[[ Records, beginning ]]

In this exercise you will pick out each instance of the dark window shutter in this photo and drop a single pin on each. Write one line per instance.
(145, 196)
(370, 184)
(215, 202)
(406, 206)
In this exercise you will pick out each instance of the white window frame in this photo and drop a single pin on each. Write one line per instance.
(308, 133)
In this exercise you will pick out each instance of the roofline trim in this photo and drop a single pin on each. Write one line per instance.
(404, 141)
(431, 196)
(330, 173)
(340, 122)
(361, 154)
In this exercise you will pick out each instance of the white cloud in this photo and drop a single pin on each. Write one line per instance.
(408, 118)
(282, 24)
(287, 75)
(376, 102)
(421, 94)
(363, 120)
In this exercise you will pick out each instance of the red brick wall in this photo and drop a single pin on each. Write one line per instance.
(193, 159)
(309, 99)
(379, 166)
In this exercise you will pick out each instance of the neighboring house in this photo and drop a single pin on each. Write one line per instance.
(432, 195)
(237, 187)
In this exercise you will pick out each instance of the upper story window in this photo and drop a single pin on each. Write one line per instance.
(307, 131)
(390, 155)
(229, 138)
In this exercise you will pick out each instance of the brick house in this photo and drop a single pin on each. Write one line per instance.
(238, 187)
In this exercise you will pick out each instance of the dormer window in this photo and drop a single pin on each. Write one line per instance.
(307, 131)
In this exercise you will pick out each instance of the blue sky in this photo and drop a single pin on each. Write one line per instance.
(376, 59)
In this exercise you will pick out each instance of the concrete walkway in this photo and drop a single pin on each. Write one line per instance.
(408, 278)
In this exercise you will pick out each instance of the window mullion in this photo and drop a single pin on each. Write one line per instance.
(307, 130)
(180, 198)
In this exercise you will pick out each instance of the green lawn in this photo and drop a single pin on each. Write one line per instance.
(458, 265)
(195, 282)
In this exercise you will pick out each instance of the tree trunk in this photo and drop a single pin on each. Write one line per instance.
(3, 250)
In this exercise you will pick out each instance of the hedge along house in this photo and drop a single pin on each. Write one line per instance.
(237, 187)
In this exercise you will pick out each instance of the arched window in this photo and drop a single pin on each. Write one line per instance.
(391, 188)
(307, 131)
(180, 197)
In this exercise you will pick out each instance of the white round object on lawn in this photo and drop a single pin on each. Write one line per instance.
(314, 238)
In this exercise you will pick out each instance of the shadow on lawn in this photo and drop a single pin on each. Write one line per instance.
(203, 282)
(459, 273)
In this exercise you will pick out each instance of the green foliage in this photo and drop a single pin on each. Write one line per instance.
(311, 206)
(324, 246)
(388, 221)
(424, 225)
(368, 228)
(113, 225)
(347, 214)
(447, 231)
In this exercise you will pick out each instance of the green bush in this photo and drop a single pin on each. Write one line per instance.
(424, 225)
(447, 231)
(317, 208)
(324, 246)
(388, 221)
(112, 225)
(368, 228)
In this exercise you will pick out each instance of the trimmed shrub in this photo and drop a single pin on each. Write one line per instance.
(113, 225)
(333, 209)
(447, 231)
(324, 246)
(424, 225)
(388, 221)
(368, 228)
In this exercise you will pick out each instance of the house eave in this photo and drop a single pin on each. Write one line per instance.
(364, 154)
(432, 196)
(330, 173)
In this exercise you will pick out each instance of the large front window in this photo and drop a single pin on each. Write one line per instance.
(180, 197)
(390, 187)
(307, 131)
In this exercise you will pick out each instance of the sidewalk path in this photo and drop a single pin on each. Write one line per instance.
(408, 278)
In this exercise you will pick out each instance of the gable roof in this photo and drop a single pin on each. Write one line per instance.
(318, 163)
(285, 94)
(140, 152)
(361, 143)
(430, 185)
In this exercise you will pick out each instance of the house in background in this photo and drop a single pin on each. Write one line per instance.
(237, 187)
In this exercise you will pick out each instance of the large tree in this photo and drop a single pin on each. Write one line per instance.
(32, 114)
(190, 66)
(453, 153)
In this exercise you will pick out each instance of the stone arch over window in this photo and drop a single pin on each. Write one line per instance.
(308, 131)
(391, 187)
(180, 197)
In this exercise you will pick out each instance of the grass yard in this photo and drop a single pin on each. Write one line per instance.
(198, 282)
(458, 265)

[[ Records, end ]]

### What the task asks
Output all of the entries without altering a single word.

### Output
In this exercise you will pick out each instance of the dark window shutter in this photo and drop a single pin on each. Write one line per instance.
(145, 196)
(370, 184)
(215, 202)
(406, 206)
In this exercise you will pick out each instance of the white window frame in this photo and drop a single pin on each. Write one line per instance.
(308, 133)
In this exercise you will pick out each instance of the roofline trim in this photo and drop a single pin on each. Write one line per instance.
(404, 141)
(431, 196)
(330, 173)
(340, 122)
(361, 154)
In this exercise you will pick out each instance of the white cloud in this photo and drop a single pin on each. Write one line per instance.
(408, 118)
(282, 24)
(287, 75)
(376, 102)
(421, 94)
(363, 120)
In this exercise you will pick out each instance of the red brick wall in this photo and drop a single pin on each. Write one line per instance.
(193, 159)
(309, 99)
(379, 166)
In this exercise you will pick out each instance of the neighboring house in this photo and drop a single pin on each. Write one line per instance.
(432, 195)
(237, 187)
In this exercise you will pick out each instance of the upper story window in this photo and drop a single pin on each. Write one line per instance.
(307, 131)
(390, 155)
(229, 138)
In this exercise you will pick out each instance of the brick house in this photo and drop a single pin on each. Write one line per instance.
(238, 187)
In this exercise you will pick out each instance of the dormer window in this photo and drop a single pin on each. Write one line per instance.
(307, 131)
In this exercise you will pick out each instance of the blue sky in this photo and drop a single pin on each. Write one line per instance.
(376, 59)
In this exercise you will pick out each instance of the concrete walkway in this photo and drop a single pin on each. Write one line per instance.
(408, 278)
In this exercise you will pick out each instance of the window mullion in this photo and drop a single pin on each. Write one line per instance.
(307, 130)
(180, 198)
In this exercise you will pick out each instance of the green lawn in this photo and drop a single pin on each. Write one line per instance.
(458, 265)
(195, 282)
In this exercise you will pick out each instance of the tree trunk in this photo and drop a single pin on each. Write one line per instance.
(3, 250)
In this exercise you will pick out each instance of the hedge along house in this photo and drop a single pin on each. Write one line per instance.
(237, 187)
In this exercise you will pick out each instance of the arched window in this photo and drop a single pin on each. Write one line per instance.
(391, 188)
(307, 131)
(180, 197)
In this exercise you will pick out each instance of the white round object on lawn in this photo and drop a single pin on each. Write one line per instance.
(314, 238)
In this exercise you will pick out each instance of the shadow on lawn in this photo and drop a single pin on each. Write one line per instance.
(203, 282)
(459, 273)
In this exercise you will pick out each instance of the green foliage in this photo and drop a single pin on each. Write one line per instance.
(311, 206)
(324, 246)
(388, 221)
(424, 225)
(368, 228)
(113, 225)
(347, 214)
(447, 231)
In this exercise you will pick out each instance of the green bush in this photo and drop a single pin on each. Write one line per instance.
(424, 225)
(447, 231)
(317, 208)
(324, 246)
(388, 221)
(112, 225)
(368, 228)
In this exercise you will pick out each instance of the trimmed shrub in this photo and drop a single pin on each. Write one line per instance.
(113, 225)
(333, 209)
(447, 231)
(324, 246)
(424, 225)
(388, 221)
(368, 228)
In this exercise you will pick out each instance of the house eave in this photo and drop a single pin on each. Write one line per instance.
(364, 154)
(432, 196)
(330, 173)
In this exercise you will pick out each instance of the large front window in this photo and drop a single pin on each. Write one line per instance.
(180, 197)
(390, 187)
(307, 131)
In this exercise you will pick out each instance of the sidewalk path in this photo and drop a single pin on each. Write one line per instance.
(408, 278)
In this exercise you will pick out each instance of the gable roof in this photo and drop a single pin on each. Write one line per instance.
(318, 163)
(285, 94)
(140, 152)
(361, 143)
(430, 185)
In this exercise you will pick out each instance of the house in background in this photo and drop a single pin on each. Write one line per instance.
(237, 187)
In this exercise you will pick out each instance of the large tree in this photo and drop a single pin on each. Write one line per instance.
(32, 114)
(190, 66)
(453, 153)
In this exercise you will pick out each instance of the stone arch over window in this photo and drop a single pin on each. Write one line per instance.
(308, 131)
(391, 187)
(180, 197)
In this exercise you will pick out each instance of the grass yard in this photo and drop a single pin on each. Write one line per instance.
(198, 282)
(458, 265)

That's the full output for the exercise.